[Exercise directions] What is needed is an exact copy of every entry below, with the pictures left out.

[Records to use]
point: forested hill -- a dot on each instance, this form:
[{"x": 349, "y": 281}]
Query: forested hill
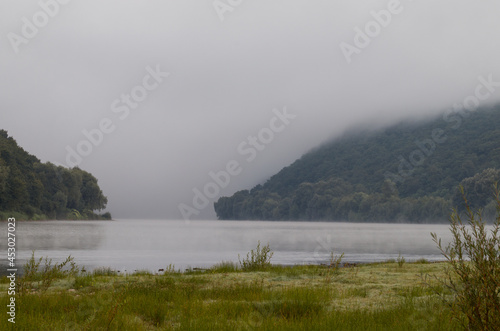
[
  {"x": 406, "y": 173},
  {"x": 30, "y": 189}
]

[Result for this exercise]
point: forested hill -- a dot on each instance, this form:
[{"x": 349, "y": 281}]
Query: forested hill
[
  {"x": 406, "y": 173},
  {"x": 30, "y": 189}
]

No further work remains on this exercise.